# Data listing
--- start ---

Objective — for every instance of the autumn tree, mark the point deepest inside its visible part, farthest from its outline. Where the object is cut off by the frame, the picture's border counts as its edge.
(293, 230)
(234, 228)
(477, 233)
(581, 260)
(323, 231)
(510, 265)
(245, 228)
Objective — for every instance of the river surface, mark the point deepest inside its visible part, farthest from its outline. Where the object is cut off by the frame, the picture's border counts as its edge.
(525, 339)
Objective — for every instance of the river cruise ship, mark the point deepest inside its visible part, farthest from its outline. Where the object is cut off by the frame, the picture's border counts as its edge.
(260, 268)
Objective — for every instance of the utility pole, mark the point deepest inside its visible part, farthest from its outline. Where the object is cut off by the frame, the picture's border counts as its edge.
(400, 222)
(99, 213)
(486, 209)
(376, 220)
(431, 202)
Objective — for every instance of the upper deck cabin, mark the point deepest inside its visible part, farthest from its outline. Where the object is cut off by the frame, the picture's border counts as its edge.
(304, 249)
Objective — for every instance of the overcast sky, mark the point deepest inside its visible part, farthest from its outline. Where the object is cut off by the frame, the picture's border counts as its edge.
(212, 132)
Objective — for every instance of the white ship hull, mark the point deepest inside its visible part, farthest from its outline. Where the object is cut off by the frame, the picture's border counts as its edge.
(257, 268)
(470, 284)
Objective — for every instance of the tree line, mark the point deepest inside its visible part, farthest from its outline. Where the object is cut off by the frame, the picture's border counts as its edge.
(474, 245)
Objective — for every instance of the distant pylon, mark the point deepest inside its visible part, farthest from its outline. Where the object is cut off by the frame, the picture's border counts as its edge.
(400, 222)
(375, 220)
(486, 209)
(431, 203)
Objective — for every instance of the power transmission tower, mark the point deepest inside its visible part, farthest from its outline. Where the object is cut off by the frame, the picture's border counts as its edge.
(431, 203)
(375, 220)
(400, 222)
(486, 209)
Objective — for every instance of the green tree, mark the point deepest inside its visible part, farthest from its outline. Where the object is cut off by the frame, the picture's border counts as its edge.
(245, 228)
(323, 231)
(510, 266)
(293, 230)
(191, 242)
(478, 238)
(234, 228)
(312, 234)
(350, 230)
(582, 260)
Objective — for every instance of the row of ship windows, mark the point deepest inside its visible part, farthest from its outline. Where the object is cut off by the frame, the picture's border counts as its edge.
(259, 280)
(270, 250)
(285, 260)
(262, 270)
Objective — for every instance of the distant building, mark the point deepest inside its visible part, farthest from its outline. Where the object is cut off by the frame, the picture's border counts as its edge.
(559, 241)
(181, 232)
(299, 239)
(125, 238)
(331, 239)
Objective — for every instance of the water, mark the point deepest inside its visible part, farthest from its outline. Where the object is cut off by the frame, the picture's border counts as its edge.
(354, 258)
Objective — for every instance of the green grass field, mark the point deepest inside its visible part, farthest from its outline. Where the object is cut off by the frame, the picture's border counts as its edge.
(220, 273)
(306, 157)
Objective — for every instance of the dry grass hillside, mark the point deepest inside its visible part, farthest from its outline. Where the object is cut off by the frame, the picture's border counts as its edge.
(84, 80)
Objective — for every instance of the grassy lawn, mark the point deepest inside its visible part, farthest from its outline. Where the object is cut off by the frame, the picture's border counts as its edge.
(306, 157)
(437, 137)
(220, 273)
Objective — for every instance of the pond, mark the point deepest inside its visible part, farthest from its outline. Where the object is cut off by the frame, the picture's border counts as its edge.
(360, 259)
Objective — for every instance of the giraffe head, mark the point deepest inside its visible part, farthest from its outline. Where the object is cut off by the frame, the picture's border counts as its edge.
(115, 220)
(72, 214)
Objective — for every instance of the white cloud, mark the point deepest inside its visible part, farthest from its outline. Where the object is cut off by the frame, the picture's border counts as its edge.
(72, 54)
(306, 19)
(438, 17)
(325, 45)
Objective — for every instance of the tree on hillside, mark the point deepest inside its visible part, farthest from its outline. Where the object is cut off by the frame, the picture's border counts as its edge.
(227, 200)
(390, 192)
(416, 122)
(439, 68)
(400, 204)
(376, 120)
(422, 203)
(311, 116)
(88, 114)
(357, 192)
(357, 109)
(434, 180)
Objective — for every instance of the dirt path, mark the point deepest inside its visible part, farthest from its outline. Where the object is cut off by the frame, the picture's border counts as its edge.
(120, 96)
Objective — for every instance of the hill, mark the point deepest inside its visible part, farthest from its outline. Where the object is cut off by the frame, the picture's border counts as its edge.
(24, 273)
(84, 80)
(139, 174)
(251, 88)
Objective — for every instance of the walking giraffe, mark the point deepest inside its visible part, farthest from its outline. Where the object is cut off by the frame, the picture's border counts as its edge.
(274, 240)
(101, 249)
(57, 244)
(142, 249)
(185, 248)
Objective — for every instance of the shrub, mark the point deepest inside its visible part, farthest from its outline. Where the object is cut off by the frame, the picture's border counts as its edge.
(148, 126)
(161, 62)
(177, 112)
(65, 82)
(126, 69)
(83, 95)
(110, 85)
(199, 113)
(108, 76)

--- end ---

# Task instructions
Copy out all of the data exactly, leaving nothing out.

# Worked answer
Objective — for every instance of the autumn tree, mark the point deepest inside its visible part, farthest from its outline. Where the object is cut off by the frame, the picture's border counts as its edge.
(293, 230)
(234, 228)
(477, 233)
(581, 260)
(323, 231)
(510, 265)
(245, 228)
Objective — for every instance of the river surface, mark the point deepest inside its visible part, farthest from its outline. Where the object is cut off by the frame, the picture's border counts as its edge.
(525, 339)
Objective — for every instance of the river cruise ship, mark the point deepest inside its visible part, farthest from its outline. Where the object is cut off by the frame, the picture's border counts as its edge.
(260, 268)
Objective — for every instance of the utility pole, mark the point deepest inside its visible part, farthest from its outline. Where the object is cut off by the frame, the picture's border counts as its edge.
(400, 222)
(99, 213)
(486, 209)
(376, 220)
(431, 202)
Objective — for every instance of the upper deck cabin, mark the point deepest inside its visible part, farthest from its outline. Where the object is cut off by the frame, the picture's border counts as its edge.
(304, 249)
Objective — for every instance of the overcast sky, mark the point deepest inside its visible part, farthest from its outline. Where the object is cut off by the frame, the picture's border counts as its edge.
(212, 132)
Objective — for every instance of the white ship hull, mark the point deepest inside its visible part, farthest from its outline. Where the object is cut off by the frame, the picture's border counts as its edge.
(257, 268)
(470, 284)
Objective — for every instance of the tree line, mark the point deepest inside its visible part, farthest from its outline. Where the object is cut off by the frame, the picture's border counts as its edge.
(474, 245)
Objective — for every instance of the distant pylon, mark the point deepest inside its visible part, farthest from its outline. Where the object is cut off by the frame, the picture's border counts as its edge.
(400, 222)
(375, 220)
(486, 209)
(431, 203)
Objective — for every instance of the power transmission tower, mark the point deepest inside its visible part, farthest from its outline. Where the object is cut off by the frame, the picture's border counts as its edge.
(431, 203)
(375, 220)
(400, 222)
(486, 209)
Objective — for every instance of the green tree, mark the point deepest inside its visible part, farthest from its outline. Where the object is cut off by the frame, the picture's border counts as its edge.
(245, 228)
(323, 231)
(510, 266)
(293, 230)
(191, 242)
(478, 238)
(234, 228)
(312, 234)
(350, 230)
(582, 260)
Objective — for every instance of the row of ship windows, mark the point deepest inside its visible part, farthest from its outline. Where the object is cut off by the frame, the picture's border counts as its edge.
(259, 280)
(270, 250)
(285, 260)
(262, 270)
Objective — for every instance of the distant building, mark the point deepest inside its visible part, farthest from its outline. Where the object is cut off by the frame, the picture's border counts as its edge.
(559, 241)
(181, 232)
(299, 239)
(125, 238)
(331, 239)
Objective — for every instance of the water, mark the point deepest inside its visible part, farthest from its outline. Where the object is cut off by the frame, the picture's border counts as its edge.
(354, 258)
Objective — for every instance of the green grass field, mark the point deepest inside its visible part, farthest from its outline. Where the object is cut off by the frame, the picture's border counts as its edge.
(220, 273)
(306, 157)
Objective — for every instance of the dry grass hillside, mark the point deepest inside its visible part, farthest from its outline. Where the object is cut off by the frame, the picture's border counts as its edge.
(84, 80)
Objective — for every instance of the grassy lawn, mark the point deepest inside its visible part, farthest from its outline. Where the object is cut off by the frame, the picture's border counts as its edge.
(306, 157)
(437, 137)
(220, 273)
Objective — for every instance of the pond, mark the point deepest inside its visible part, farthest from its outline. Where the object is cut off by the frame, the picture's border counts as its edge.
(360, 259)
Objective — for every instance of the giraffe head, mark the point deepest inside its visible part, farthest from its outline. Where the object is cut off by the frame, the picture's border counts as its edge.
(115, 220)
(72, 214)
Objective — for every instance of the white cloud, mark the point deepest inside its visible part, farthest from its outline. Where the object is cut off by the frame, the picture's border counts as its edge.
(72, 54)
(306, 19)
(438, 17)
(325, 45)
Objective — for every instance of the tree on hillside, mark the point deepest inside its visible part, farthest from its outline. Where the object is cut off by the frame, the picture's border counts as its edge.
(227, 200)
(390, 192)
(416, 122)
(439, 68)
(400, 204)
(376, 120)
(422, 203)
(311, 116)
(88, 114)
(357, 192)
(357, 109)
(434, 180)
Objective — for every instance of the dirt path, mark the point deepest inside its visible part, farthest from its outline. Where the object is cut off by the frame, the picture's border counts as its edge.
(120, 96)
Objective — for every instance of the hill, mark the point deepest inside its visible part, farthest from its outline. Where the object is cut off by the frame, the picture's border counts as its edge.
(24, 273)
(84, 80)
(139, 174)
(251, 88)
Objective — for every instance of the walking giraffe, mark the point deepest inside its visible part, farthest from its outline. Where the object is cut off by the frame, the picture's border counts as its edge.
(274, 240)
(101, 249)
(57, 244)
(142, 249)
(185, 248)
Objective — for every instance of the shrub, mark the point deepest inside its visible part, farthest from its outline. Where the object is cut off by the frame, the picture's border counts as its edge.
(148, 126)
(161, 62)
(177, 112)
(65, 82)
(126, 69)
(83, 95)
(110, 85)
(199, 113)
(108, 76)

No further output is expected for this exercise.